**PROMPT:**
Set down every record once more, exactly as given.
══ INPUT DATA ══
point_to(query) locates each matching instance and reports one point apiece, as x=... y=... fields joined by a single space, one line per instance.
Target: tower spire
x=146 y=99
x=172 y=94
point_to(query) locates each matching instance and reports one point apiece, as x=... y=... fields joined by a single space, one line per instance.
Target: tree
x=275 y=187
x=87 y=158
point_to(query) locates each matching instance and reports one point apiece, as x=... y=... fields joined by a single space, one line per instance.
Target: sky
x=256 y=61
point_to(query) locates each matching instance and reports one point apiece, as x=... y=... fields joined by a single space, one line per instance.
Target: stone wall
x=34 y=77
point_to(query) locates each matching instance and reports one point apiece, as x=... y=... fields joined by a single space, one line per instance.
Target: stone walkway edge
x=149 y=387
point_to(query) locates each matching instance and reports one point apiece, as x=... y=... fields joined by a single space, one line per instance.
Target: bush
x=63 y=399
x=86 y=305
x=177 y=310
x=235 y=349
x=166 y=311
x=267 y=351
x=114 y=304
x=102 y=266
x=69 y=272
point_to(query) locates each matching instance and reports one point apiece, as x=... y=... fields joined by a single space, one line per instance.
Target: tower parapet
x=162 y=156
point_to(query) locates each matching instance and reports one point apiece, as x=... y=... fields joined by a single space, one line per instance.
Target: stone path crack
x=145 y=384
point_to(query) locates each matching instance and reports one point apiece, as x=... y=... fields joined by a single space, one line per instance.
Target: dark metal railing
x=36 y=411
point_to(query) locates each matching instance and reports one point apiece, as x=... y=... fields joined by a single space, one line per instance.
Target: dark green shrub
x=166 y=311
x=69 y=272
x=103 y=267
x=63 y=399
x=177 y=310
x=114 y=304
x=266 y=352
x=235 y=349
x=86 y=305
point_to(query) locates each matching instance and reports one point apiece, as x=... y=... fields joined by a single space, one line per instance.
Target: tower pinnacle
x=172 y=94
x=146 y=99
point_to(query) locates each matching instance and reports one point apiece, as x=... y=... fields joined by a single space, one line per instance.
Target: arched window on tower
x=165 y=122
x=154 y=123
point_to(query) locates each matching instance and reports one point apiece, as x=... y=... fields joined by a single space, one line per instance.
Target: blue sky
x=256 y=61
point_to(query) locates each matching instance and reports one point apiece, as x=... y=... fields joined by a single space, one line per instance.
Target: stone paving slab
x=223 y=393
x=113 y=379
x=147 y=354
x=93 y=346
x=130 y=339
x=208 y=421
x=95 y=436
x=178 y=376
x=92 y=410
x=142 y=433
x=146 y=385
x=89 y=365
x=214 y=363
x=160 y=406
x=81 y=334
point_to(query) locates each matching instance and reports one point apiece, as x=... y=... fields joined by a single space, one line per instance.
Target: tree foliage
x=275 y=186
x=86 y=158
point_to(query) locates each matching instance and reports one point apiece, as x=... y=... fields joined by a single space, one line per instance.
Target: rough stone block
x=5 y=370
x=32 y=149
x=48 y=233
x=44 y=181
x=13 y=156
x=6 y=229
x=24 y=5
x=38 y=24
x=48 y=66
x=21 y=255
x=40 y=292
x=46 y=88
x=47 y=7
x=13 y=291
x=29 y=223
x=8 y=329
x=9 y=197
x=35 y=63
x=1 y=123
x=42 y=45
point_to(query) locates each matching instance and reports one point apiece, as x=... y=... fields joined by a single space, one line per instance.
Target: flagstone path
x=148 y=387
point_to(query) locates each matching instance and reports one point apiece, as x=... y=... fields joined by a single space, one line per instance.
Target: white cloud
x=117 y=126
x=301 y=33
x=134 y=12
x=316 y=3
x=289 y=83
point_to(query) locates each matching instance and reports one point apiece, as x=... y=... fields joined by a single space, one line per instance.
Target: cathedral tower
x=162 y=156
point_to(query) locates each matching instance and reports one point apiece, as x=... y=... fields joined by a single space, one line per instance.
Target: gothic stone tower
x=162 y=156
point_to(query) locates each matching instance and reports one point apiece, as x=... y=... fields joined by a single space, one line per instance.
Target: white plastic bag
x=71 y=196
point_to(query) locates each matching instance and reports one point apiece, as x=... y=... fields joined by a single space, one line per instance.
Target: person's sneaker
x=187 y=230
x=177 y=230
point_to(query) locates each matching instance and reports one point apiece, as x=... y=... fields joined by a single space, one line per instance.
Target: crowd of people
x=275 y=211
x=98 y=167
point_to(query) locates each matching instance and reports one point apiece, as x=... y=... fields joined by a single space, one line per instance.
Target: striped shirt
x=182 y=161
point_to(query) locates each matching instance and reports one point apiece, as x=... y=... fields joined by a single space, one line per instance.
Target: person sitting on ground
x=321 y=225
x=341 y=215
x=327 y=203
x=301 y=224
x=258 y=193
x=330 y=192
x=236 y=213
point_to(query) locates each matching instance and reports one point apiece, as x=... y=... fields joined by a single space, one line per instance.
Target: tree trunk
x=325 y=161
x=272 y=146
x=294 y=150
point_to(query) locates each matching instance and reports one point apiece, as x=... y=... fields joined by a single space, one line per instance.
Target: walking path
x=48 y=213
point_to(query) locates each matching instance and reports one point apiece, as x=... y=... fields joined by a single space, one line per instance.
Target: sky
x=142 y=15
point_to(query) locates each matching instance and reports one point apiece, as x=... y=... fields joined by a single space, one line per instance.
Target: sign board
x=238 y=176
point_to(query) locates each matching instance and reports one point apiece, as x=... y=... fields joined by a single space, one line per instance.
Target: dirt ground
═══
**WRITTEN RESPONSE:**
point_to(query) locates each matching instance and reports one point apiece, as x=... y=... fields joined by a single space, one line per instance.
Target: tower spire
x=146 y=99
x=172 y=94
point_to(query) locates each matching instance and reports one point apiece, as x=... y=... fields joined by a single space, one line per instance.
Target: tree
x=275 y=187
x=87 y=158
point_to(query) locates each matching instance and reports one point apiece, as x=... y=... fields joined by a single space, one line per instance.
Target: sky
x=256 y=61
point_to(query) locates each matching instance and reports one point apiece, as x=... y=... fields joined by a single space, one line per instance.
Target: stone wall
x=34 y=77
point_to(query) locates each matching instance and reports one point apiece, as x=... y=... fields joined by a single space, one line per instance.
Target: stone walkway edge
x=149 y=387
point_to(query) locates each matching instance and reports one point apiece, as x=... y=... fields joined by a single space, one line per instance.
Target: bush
x=63 y=399
x=86 y=305
x=177 y=310
x=235 y=349
x=166 y=311
x=267 y=351
x=114 y=304
x=102 y=266
x=69 y=272
point_to(query) locates each matching instance and reports one point apiece, as x=... y=... fields joined by a single space, one line per instance.
Target: tower parapet
x=162 y=156
point_to(query) locates each matching instance and reports one point apiece, as x=... y=... fields joined by a single space, one line per instance.
Target: stone path crack
x=145 y=384
point_to(query) locates each matching instance and reports one point apiece, as x=... y=... fields joined by a single space, one line per instance.
Target: dark metal railing
x=36 y=411
point_to(query) locates each matching instance and reports one point apiece, as x=... y=... fields joined by a single space, one line per instance.
Target: dark green shrub
x=166 y=311
x=69 y=272
x=103 y=267
x=63 y=399
x=177 y=310
x=114 y=304
x=266 y=352
x=235 y=349
x=86 y=305
point_to(query) locates each matching instance and reports one point apiece, as x=... y=... fields joined by a single space, one line per instance.
Target: tower pinnacle
x=172 y=94
x=146 y=99
point_to(query) locates each matching instance and reports one point apiece, as x=... y=... fields joined by a single space, one line per instance.
Target: arched window on tower
x=165 y=122
x=154 y=123
point_to(query) locates each matching instance and reports one point apiece, as x=... y=... fields joined by a single space, one line per instance.
Target: blue sky
x=256 y=61
point_to(query) locates each matching instance and reports one point apiece, as x=... y=... fields joined by a single space, one line per instance.
Target: stone paving slab
x=223 y=393
x=113 y=379
x=147 y=354
x=93 y=346
x=130 y=339
x=208 y=421
x=95 y=436
x=178 y=376
x=92 y=410
x=142 y=433
x=146 y=385
x=89 y=365
x=214 y=363
x=160 y=406
x=81 y=334
point_to(query) locates each matching instance and reports one point apiece, as x=... y=... fields joined by a single space, one line per instance.
Target: tree foliage
x=275 y=186
x=86 y=158
point_to(query) locates each matching instance and reports one point apiece, as x=... y=... fields joined by a single space, one line per instance.
Target: rough stone block
x=5 y=370
x=32 y=149
x=48 y=233
x=44 y=181
x=13 y=156
x=6 y=229
x=24 y=5
x=38 y=24
x=48 y=66
x=21 y=255
x=40 y=292
x=46 y=88
x=47 y=7
x=13 y=291
x=29 y=223
x=8 y=329
x=9 y=197
x=35 y=63
x=1 y=123
x=42 y=45
point_to(query) locates each matching instance and reports one point apiece, as x=... y=... fields joined by a single space, one line per instance.
Target: flagstone path
x=148 y=387
point_to(query) locates each matching instance and reports one point apiece, as x=... y=... fields joined by a single space, one line per instance.
Target: white cloud
x=117 y=126
x=301 y=33
x=134 y=12
x=316 y=3
x=289 y=83
point_to(query) locates each matching instance and reports one point apiece, as x=... y=... fields joined by a single space, one line per instance.
Target: cathedral tower
x=162 y=156
point_to(query) locates each matching instance and reports one point apiece, as x=... y=... fields joined by a single space, one line per instance.
Target: gothic stone tower
x=162 y=156
point_to(query) locates each matching instance and reports one point apiece, as x=... y=... fields joined by a single space, one line per instance.
Target: white plastic bag
x=71 y=196
point_to(query) locates each matching instance and reports one point apiece, as x=... y=... fields joined by a single space, one line per instance.
Target: person's sneaker
x=187 y=230
x=177 y=230
point_to(query) locates each matching instance and reports one point apiece, as x=... y=... fields joined by a single space, one line per instance.
Target: crowd of people
x=275 y=211
x=98 y=167
point_to(query) locates each matching instance and reports one point apiece, as x=... y=... fields joined by a single space, one line per instance.
Target: striped shirt
x=182 y=161
point_to(query) locates each matching instance and reports one point apiece, as x=... y=... fields joined by a single space, one line per instance.
Target: person sitting on ground
x=321 y=225
x=341 y=215
x=327 y=203
x=301 y=224
x=258 y=193
x=330 y=192
x=236 y=213
point_to(query) locates each matching instance and reports one point apiece, as x=... y=... fields joined by a single space, one line per instance.
Target: tree trunk
x=325 y=161
x=272 y=146
x=294 y=150
point_to(query) locates each matching instance and reports one point apiece, as x=... y=... fields joined by a single space, one line per instance.
Target: walking path
x=48 y=213
point_to(query) locates each matching instance and reports one point apiece, as x=... y=... fields joined by a single space, one line per instance.
Target: sky
x=142 y=15
point_to(query) locates each matching instance and reports one point apiece, as x=... y=... fields joined by a single space, one line per instance.
Target: sign board
x=238 y=176
point_to(query) locates each matching instance and reports one point apiece, as x=... y=... fields joined by a single space, one line per instance.
Target: dirt ground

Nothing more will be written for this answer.